_TEXT PROVIDED_
⁂

After Europeans discovered tea in China, the British took tea plants to India in order to cultivate and develop an alternative source for the growing European appetite. India is now one of the World's largest tea producers and home to some delightful and unique teas.


Darjeeling is renowned throughout the Western world as the champagne of teas. Darjeeling is nestled below the Himalayas. Air is clean and water is crystal clear. All vital components in producing high quality tea.

The name Darjeeling originates from Tibet, meaning 'Land of the Thunder Bolt.' Due to it's altitude, Darjeeling appears to touch the touch the sky and during storms is illuminated by lightening and shaken by the rolling thunder.


India's most Easterly state is home to a distinct and robust tea. Assam is now India's largest tea producing region.

Historically, Assam was one of the earliest frontiers of the 'Gold' rush which saw Britain's first mass cultivation of tea outside of China. Assam and much of Burma was seized by the East India Company around 1826, the move was strategic to secure India's borders, to access the valuable jungles and to enable an increase opium production. Assam provided the British with another vital discovery, one which would eventually revolutionise tea cultivation in India. Though discovered earlier by brothers Robert and Charles Bruce, it was not till 1835 that Camellia Assamica was formally acknowledged as being tea, rather than just one of the many other flower Camellia's which had been found. It was not until 1837 that the first batches of Assam tea were shipped to Calcutta, though tea production was very slow to take off due to the unyielding jungles of the region. It was not until the 1860's that volumes grew, even then its production was marred by the unbelievable worker death rates and horrendous working conditions.

⁂

_SUPPLIED DATA_
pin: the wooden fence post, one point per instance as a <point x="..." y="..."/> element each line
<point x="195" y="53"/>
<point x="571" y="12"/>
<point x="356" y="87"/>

⁂

_TASK 1_
According to the text on Indian tea, which region is now India's largest tea producing region?
_TASK 2_
Write out the part of the text on Indian tea starting with "Darjeeling is renowned" and going on through "the rolling thunder.".

_CORRECT RESULT 1_
Assam

_CORRECT RESULT 2_
Darjeeling is renowned throughout the Western world as the champagne of teas. Darjeeling is nestled below the Himalayas. Air is clean and water is crystal clear. All vital components in producing high quality tea.

The name Darjeeling originates from Tibet, meaning 'Land of the Thunder Bolt.' Due to it's altitude, Darjeeling appears to touch the touch the sky and during storms is illuminated by lightening and shaken by the rolling thunder.